INPUT DATA:

⁂

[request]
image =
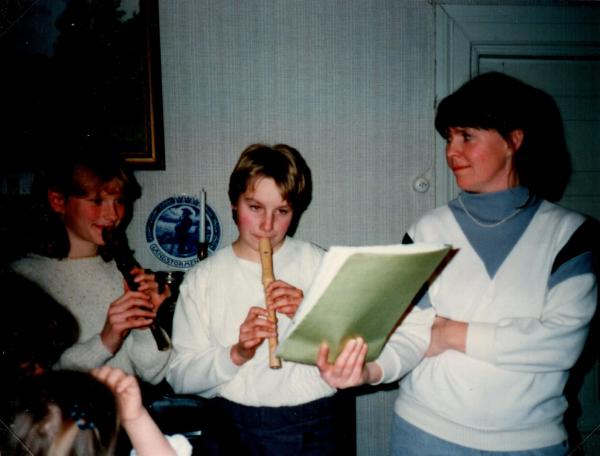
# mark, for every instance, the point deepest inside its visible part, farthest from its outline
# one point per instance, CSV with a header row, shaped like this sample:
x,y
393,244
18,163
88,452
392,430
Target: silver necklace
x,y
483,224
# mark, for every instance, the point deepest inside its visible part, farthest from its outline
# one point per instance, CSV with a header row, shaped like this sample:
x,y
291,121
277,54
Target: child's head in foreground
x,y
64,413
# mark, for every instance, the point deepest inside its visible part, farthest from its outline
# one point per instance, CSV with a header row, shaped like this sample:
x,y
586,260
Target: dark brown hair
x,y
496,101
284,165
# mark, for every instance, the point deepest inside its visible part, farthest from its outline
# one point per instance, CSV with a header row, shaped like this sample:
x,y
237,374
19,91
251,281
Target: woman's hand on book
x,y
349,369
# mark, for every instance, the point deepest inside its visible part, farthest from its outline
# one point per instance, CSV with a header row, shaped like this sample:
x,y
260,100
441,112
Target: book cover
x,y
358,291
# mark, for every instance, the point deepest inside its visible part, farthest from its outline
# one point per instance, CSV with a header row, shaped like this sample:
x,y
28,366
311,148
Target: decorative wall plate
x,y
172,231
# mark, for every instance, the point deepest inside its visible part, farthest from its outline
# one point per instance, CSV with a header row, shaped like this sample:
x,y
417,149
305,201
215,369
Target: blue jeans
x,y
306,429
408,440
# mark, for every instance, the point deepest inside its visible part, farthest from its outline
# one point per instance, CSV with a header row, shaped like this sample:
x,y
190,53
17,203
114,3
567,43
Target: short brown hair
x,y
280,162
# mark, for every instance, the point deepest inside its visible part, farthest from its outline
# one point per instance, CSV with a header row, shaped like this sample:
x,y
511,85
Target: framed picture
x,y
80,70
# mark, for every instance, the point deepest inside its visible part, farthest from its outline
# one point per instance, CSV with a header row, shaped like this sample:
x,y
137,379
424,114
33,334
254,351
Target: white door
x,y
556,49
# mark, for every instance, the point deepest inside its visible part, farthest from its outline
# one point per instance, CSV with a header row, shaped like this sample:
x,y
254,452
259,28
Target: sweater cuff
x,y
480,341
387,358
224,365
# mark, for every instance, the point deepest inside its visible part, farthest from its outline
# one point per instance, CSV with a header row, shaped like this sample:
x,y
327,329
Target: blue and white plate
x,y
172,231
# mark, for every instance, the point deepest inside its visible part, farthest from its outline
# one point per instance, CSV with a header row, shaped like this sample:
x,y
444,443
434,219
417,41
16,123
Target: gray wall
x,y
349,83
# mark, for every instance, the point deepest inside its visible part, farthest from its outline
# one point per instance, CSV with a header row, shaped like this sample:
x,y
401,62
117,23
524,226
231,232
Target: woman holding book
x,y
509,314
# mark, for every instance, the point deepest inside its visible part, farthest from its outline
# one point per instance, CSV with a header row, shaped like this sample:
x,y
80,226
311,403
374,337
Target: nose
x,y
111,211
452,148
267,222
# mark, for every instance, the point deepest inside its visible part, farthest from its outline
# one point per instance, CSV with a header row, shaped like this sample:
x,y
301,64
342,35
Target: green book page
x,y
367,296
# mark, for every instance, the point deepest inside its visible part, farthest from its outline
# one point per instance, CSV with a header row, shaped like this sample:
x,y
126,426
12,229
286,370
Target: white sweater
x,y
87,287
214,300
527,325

⁂

PROBLEM DETAILS:
Without the pictures, write out the entire listing exactly.

EXERCISE ANSWER:
[request]
image =
# mark, for every instance, the point deepest inside its visible part, farthest from its outline
# one point per instance, CSV with a header row, shaped like this sample:
x,y
393,244
18,163
88,452
392,430
Target: silver necklace
x,y
483,224
# mark, for every instance, the point deepest inside its visible part, farthest from its outline
# one point per instance, CSV with a header row, shaped like this sample:
x,y
291,121
277,54
Target: child's head in foreground
x,y
64,413
# mark, for every instance, the point deepest inside its visible part, farthest from its outline
# one point per instance, CSV with a header row, shaped like this sample:
x,y
586,260
Target: dark brown hair
x,y
496,101
284,165
# mark, for every instance, the point deepest inside its visible part, farthest from its outline
# one point per instance, CSV with a header row, shaped like this sample:
x,y
237,374
19,91
251,281
Target: woman's hand on book
x,y
349,369
# mark, for every instance, the point deepest inside its visible part, farthest from its outline
# one point per instance, CSV with a header row, shaped like this sample:
x,y
260,100
441,112
Target: book cover
x,y
358,291
# mark, for every instance, the point deepest inside its visible part, farthest from its outline
# one point per instance, CSV with a header row, shaped like this sample:
x,y
28,366
311,148
Target: decorative wall plate
x,y
172,231
# mark, for every instance, the point deepest inside its visible part, farthest from its outline
# one point per instance, CSV with a header row, shaped like this sample:
x,y
417,149
305,201
215,369
Target: blue jeans
x,y
306,429
408,440
# mark, for every instance, the point deepest inside its visible part, farthest from its outline
# one point per instance, CSV with a header row, shaped like this sample:
x,y
190,53
17,203
114,3
567,43
Target: short brown hair
x,y
280,162
# mark, for every instance, the point deepest inside its visible part, farthest from its outline
# one point per instance, CSV with a header row, shaped like this sample:
x,y
511,85
Target: framed picture
x,y
80,70
# mark, for every instance, the point deepest inside its visible part, farthest from its outline
# one point per instance, CSV with a header row, shaped like this sample:
x,y
137,379
424,114
33,334
254,351
Target: white door
x,y
556,49
# mark, for every instance, the point deepest inside its visible part, farthest from its outline
# one point per instance, CSV with a header row, shaped like this sample:
x,y
254,452
259,28
Target: sweater cuff
x,y
480,341
387,358
224,365
# mark, for every instance, the point deepest inside its visible part, farthest from its outline
# one point per instance, CSV with a header row, shaped like this sample:
x,y
327,329
Target: blue and white plate
x,y
172,231
# mark, for every instance, the point deepest inside its visible part, farthest from its outline
# one point per instance, CSV with a header row, shaped like this sample:
x,y
444,443
434,219
417,41
16,123
Target: gray wall
x,y
349,83
# mark, for every instance, the point deepest inside its visible part, farthest from its outline
# one point per instance, CSV with a header row, shaped like this sample:
x,y
401,62
117,23
524,226
231,232
Target: woman holding book
x,y
509,314
# mark, for every instance, the point deepest inside its visible part, farthest from its outline
# one point per instance, CSV with a header row, shaped like this sample:
x,y
80,226
311,403
374,337
Target: nose
x,y
111,211
452,148
267,222
# mark, for every instance, the point deepest inside its visible part, farthest from its outline
# one point per instance, CSV with a header row, shaped like this sample:
x,y
301,64
342,35
Target: green book page
x,y
367,296
# mark, for every instance, the point deepest inside its visible part, farthest from its outline
# one point per instance, CSV with a header row, shaped like this sample:
x,y
126,426
12,229
286,370
Target: white sweater
x,y
87,287
214,300
527,325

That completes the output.